_SELECTED PASSAGE_
+++
(Originally published 23 November. Kind thanks to Catcher in the Reel for permission to repost.)
By Aaron Hunter
This article is part of an ongoing project on the topic of web series that will discuss a few key examples of this burgeoning medium. May include mild spoilers.
The first thing a viewer of the premiere episode of Squaresville (2012-2013) is likely to notice – especially in relation to the examples discussed previously in this series – is that it breaks out of the bedroom: no web cam, no confined space, no breaking the fourth wall. Unlike the many web series that have used the YouTube platform as a formal structuring device, in its first episode Squaresville seems to model itself more on TV and maybe even film. From the opening seconds we get voiceover, a variety of cuts, an extra-diegetic soundtrack, moving cameras, and, perhaps most significantly, an episode that takes place almost entirely out of doors.
Squaresville, E1 “Nerds on the Run”
+++
_DATA ENTRIES_
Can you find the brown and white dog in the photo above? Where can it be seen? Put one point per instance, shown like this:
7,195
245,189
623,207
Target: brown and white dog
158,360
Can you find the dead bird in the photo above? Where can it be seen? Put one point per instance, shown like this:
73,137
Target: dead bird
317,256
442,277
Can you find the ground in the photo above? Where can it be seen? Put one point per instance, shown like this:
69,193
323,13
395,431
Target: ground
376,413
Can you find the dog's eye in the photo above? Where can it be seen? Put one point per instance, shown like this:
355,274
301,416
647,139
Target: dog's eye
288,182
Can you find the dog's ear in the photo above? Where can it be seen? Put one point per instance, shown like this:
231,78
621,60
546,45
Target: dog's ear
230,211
+++
_EXERCISES TO COMPLETE_
1. Copy out the records word for word, from the line containing "Can you find the dog's ear" through the end of the records.
2. Pick up the article on the web series Squaresville where it ends and keep writing it.

_PER-TASK OUTPUTS_
1.
Can you find the dog's ear in the photo above? Where can it be seen? Put one point per instance, shown like this:
231,78
621,60
546,45
Target: dog's ear
230,211

2.
In this sense, Squaresville is a very different series than those we’ve looked at previously in this spot, and its first season of sixteen episodes does a lot to amplify those differences. By making use of a variety of locations both indoors and out, and by using a broader range of approaches to filming and editing, Squaresville looks a lot more like a traditional TV series than do its web series godmothers. Perhaps this is due in part to the series’ high school themes and milieu: it needs bedrooms, classrooms, and locker rooms to sell its authenticity. Perhaps it’s also down to a more general trend: the web series is growing up. I would argue that the best web series make use of the medium itself and don’t necessarily try to ape TV conventions – web series do not want simply to be the runt siblings of television – and Squaresville does eventually make great use of its web platform (which, more on that shortly). But none of that has to preclude web series growing more adventurous in form and style in part by making use of TV and film conventions, which Squaresville also does, often very well.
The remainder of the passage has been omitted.